[TASK PROMPT]
Return the listing below unchanged, minus its pictures.

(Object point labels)
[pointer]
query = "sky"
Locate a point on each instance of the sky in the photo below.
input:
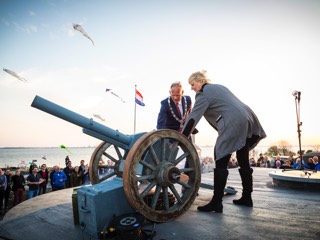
(262, 51)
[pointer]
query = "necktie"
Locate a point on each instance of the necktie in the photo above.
(178, 109)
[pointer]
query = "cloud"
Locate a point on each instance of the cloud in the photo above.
(28, 28)
(5, 22)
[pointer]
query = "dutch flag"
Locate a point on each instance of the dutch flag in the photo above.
(139, 98)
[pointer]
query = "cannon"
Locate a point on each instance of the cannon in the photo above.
(151, 164)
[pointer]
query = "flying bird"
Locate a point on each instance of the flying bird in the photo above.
(64, 147)
(80, 29)
(98, 116)
(15, 75)
(109, 90)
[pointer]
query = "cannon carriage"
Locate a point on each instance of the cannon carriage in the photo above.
(151, 164)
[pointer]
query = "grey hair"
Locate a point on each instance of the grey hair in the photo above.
(197, 76)
(176, 84)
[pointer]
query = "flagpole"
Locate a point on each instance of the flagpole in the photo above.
(135, 107)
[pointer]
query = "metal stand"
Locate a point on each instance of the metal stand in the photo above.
(297, 95)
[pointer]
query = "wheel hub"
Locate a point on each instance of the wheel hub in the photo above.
(167, 174)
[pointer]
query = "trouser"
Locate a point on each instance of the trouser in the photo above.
(2, 193)
(18, 196)
(6, 196)
(42, 189)
(33, 193)
(242, 156)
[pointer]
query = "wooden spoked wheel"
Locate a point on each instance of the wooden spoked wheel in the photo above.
(110, 156)
(156, 181)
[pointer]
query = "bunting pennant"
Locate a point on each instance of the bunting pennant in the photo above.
(139, 98)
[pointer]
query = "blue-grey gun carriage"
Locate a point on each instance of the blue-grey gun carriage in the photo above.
(152, 164)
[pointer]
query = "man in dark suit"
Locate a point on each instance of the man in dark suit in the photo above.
(174, 109)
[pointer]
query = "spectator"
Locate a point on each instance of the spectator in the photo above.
(252, 162)
(52, 171)
(8, 189)
(280, 160)
(85, 176)
(33, 181)
(205, 165)
(260, 160)
(44, 173)
(59, 179)
(211, 164)
(3, 187)
(18, 183)
(311, 163)
(315, 161)
(297, 165)
(68, 171)
(75, 177)
(233, 163)
(266, 162)
(278, 165)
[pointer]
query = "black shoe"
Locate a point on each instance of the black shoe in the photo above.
(211, 207)
(244, 201)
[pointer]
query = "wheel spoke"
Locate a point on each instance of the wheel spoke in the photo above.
(146, 177)
(109, 175)
(147, 165)
(165, 198)
(148, 189)
(151, 164)
(184, 184)
(185, 170)
(155, 197)
(154, 155)
(118, 152)
(174, 151)
(175, 193)
(179, 159)
(111, 157)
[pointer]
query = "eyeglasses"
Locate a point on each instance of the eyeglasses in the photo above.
(176, 84)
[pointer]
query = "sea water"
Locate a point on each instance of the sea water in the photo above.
(15, 157)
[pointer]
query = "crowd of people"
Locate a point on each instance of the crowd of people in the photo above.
(289, 163)
(41, 180)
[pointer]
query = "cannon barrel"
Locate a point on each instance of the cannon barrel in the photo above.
(89, 125)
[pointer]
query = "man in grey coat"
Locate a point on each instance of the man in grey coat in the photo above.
(239, 131)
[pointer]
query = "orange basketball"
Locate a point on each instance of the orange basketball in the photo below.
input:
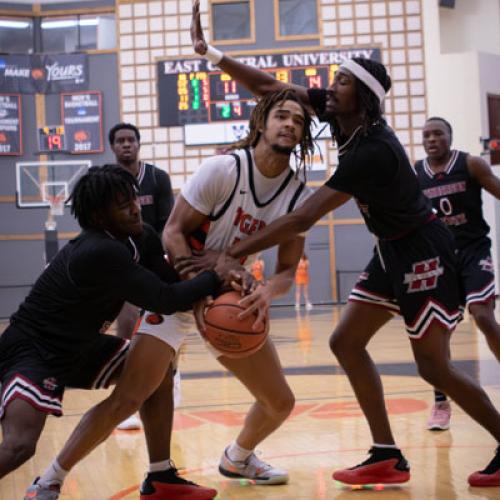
(231, 336)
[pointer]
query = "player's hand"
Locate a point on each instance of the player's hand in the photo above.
(198, 262)
(197, 36)
(229, 269)
(199, 312)
(258, 301)
(244, 282)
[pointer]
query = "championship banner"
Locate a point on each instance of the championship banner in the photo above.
(81, 115)
(43, 74)
(11, 140)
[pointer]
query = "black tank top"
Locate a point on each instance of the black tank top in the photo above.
(456, 196)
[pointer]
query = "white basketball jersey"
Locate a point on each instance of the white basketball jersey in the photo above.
(243, 212)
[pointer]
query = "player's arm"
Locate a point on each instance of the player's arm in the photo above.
(482, 172)
(256, 81)
(164, 200)
(289, 253)
(322, 201)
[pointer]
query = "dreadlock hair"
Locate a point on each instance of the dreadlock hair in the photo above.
(367, 101)
(442, 120)
(258, 120)
(98, 189)
(122, 126)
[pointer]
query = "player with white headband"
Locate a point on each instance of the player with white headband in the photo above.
(412, 272)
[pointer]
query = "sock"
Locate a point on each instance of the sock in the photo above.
(54, 474)
(161, 466)
(236, 453)
(386, 446)
(439, 396)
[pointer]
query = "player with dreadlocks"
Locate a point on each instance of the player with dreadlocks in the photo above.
(57, 338)
(227, 199)
(412, 271)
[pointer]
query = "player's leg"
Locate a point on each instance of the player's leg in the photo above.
(371, 306)
(431, 354)
(297, 296)
(143, 374)
(358, 324)
(484, 316)
(261, 373)
(440, 416)
(22, 425)
(479, 286)
(309, 306)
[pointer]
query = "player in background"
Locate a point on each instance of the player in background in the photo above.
(374, 170)
(57, 338)
(302, 283)
(227, 199)
(454, 180)
(156, 199)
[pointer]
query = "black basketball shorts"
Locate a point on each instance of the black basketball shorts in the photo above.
(415, 276)
(39, 378)
(477, 275)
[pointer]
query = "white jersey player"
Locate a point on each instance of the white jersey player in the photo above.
(227, 199)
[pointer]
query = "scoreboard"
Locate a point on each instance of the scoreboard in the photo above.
(193, 91)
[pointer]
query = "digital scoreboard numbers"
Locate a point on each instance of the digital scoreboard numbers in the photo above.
(193, 91)
(51, 139)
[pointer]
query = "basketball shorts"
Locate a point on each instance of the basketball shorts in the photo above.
(415, 276)
(172, 329)
(39, 378)
(477, 274)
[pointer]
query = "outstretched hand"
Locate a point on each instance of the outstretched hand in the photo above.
(197, 36)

[ANSWER FOR THE TASK]
[pointer]
query = "sky"
Locate a point on each instance of the sky in the photo below.
input:
(262, 51)
[pointer]
query = "necktie"
Locate a point on each instance of the necktie in the photo above.
(178, 109)
[pointer]
query = "cloud"
Locate a point on each instance of the cloud in the photo above.
(28, 28)
(5, 22)
[pointer]
query = "dutch flag"
Locate a point on each instance of the dutch flag in the photo above.
(139, 98)
[pointer]
query = "cannon"
Locate a point on each instance of the cannon in the photo above.
(151, 164)
[pointer]
query = "flying bird"
Locate a point on each instance of the flying bird in the photo above.
(64, 147)
(80, 29)
(98, 116)
(15, 75)
(109, 90)
[pointer]
query = "cannon carriage"
Locate a point on each instance of the cannon carriage in the photo above.
(151, 164)
[pointer]
query = "grey hair"
Locate a point on each instance of the grey hair in the photo above.
(197, 76)
(176, 84)
[pointer]
query = "flagpole"
Locate a point on each instance of the flagpole in the photo above.
(135, 107)
[pointer]
query = "metal stand"
Locate a point on each instance of the metal stand in the photo above.
(297, 95)
[pointer]
query = "wheel hub"
Locate a point on each instance of the wheel hub in the photo above.
(167, 174)
[pointer]
query = "trouser"
Locate a point on each instance of the trouser in the photo above.
(2, 193)
(18, 196)
(6, 196)
(42, 189)
(33, 193)
(242, 156)
[pointer]
query = "wooden spoked wheel"
Locate a point on each instance of the wooden spoked wheel in the photo above.
(110, 156)
(156, 181)
[pointer]
query = "bunting pennant"
Locate a point on each instance of the bunting pennant in the photo above.
(139, 98)
[pointer]
query = "blue-grey gun carriage"
Locate a point on each instance of the blue-grey gun carriage in the photo above.
(152, 164)
[pointer]
query = "man in dark suit"
Locate a point on each instance of the man in dark suit in the photo above.
(174, 109)
[pointer]
query = "spectator"
Locate a point on each instance of the spectator in the photo above.
(252, 162)
(52, 171)
(8, 189)
(280, 160)
(85, 176)
(33, 181)
(205, 165)
(260, 160)
(44, 173)
(59, 179)
(211, 164)
(3, 187)
(18, 183)
(311, 163)
(315, 161)
(297, 165)
(68, 171)
(75, 177)
(233, 163)
(266, 162)
(278, 165)
[pointer]
query = "black shoe"
Locate a point on each instance of the black shoe in the photo above.
(211, 207)
(244, 201)
[pointer]
query = "wheel spoke"
Locate a point on each instance of the wheel spoke in the photo above.
(146, 177)
(109, 175)
(147, 165)
(165, 198)
(148, 189)
(151, 164)
(184, 184)
(185, 170)
(155, 197)
(154, 155)
(118, 152)
(174, 151)
(175, 193)
(179, 159)
(111, 157)
[pointer]
query = "eyeglasses"
Locate a point on each instance of the eyeglasses in the photo above.
(176, 84)
[pointer]
query = "sea water"
Locate a point on each instance of the sea water in the photo above.
(15, 157)
[pointer]
query = "crowd of people"
Locate a point on each instance of the crowd of people in the photo above.
(289, 163)
(41, 180)
[pointer]
query = "cannon barrel"
Locate a point on each instance of the cannon barrel in the photo above.
(89, 125)
[pointer]
query = "man in grey coat"
Locate a point on each instance of the man in grey coat in the photo above.
(239, 131)
[pointer]
query = "orange basketball"
Locate a point on each instance of the orange basketball in the photo below.
input:
(231, 336)
[pointer]
query = "player's hand"
Locate a point on each instance of the player's hand in the photo above.
(198, 262)
(197, 36)
(229, 269)
(199, 312)
(258, 301)
(244, 282)
[pointer]
query = "championship banner"
Locate a point on each instance of the championship banner in the photo above.
(81, 115)
(43, 74)
(11, 140)
[pointer]
query = "black tank top"
Locate a point on each instance of the black tank top in the photo above.
(456, 196)
[pointer]
query = "white basketball jersey"
Locate a point on each instance of the white basketball jersey in the photo above.
(243, 212)
[pointer]
query = "player's arm"
Locate a point on each instance of the player's arm in the photo above.
(482, 172)
(256, 81)
(164, 200)
(289, 253)
(322, 201)
[pointer]
query = "dreadlock hair"
Locate a point on each instance of the dreadlock hair in the photo above.
(367, 101)
(442, 120)
(258, 120)
(98, 189)
(122, 126)
[pointer]
query = "player with white headband"
Locate a point on each instance of the player with white headband in the photo above.
(412, 272)
[pointer]
query = "sock"
Locate a point on each instance of the sock in the photo above.
(54, 474)
(161, 466)
(236, 453)
(386, 446)
(439, 396)
[pointer]
query = "player with dreadlocks"
Locate a point on each instance of the player with dreadlocks in the photo above.
(57, 338)
(227, 199)
(412, 271)
[pointer]
query = "player's leg"
Locate a point on each instance of the player's leg in the photo above.
(371, 306)
(431, 354)
(297, 296)
(143, 374)
(358, 324)
(484, 316)
(261, 373)
(440, 416)
(22, 425)
(479, 286)
(309, 306)
[pointer]
query = "player in background"
Locate a point on each instance of the player in background in the photo above.
(374, 170)
(57, 338)
(302, 283)
(227, 199)
(454, 180)
(156, 199)
[pointer]
query = "black basketball shorts"
Locate a point on each instance of the black basketball shorts in the photo above.
(415, 276)
(39, 378)
(477, 275)
[pointer]
query = "white jersey player"
Locate a point on each instance of the white jersey player in the photo above.
(227, 199)
[pointer]
query = "scoreboard"
Locate a point on each instance of the scoreboard in the photo above.
(193, 91)
[pointer]
query = "digital scoreboard numbers"
Locate a point on each instance of the digital scoreboard numbers in the photo above.
(193, 91)
(51, 139)
[pointer]
query = "basketball shorts"
Locate a point on each instance of the basketball shorts in the photo above.
(415, 276)
(172, 329)
(39, 378)
(477, 274)
[pointer]
query = "outstretched hand"
Locate a point on each instance of the outstretched hand in the photo above.
(197, 36)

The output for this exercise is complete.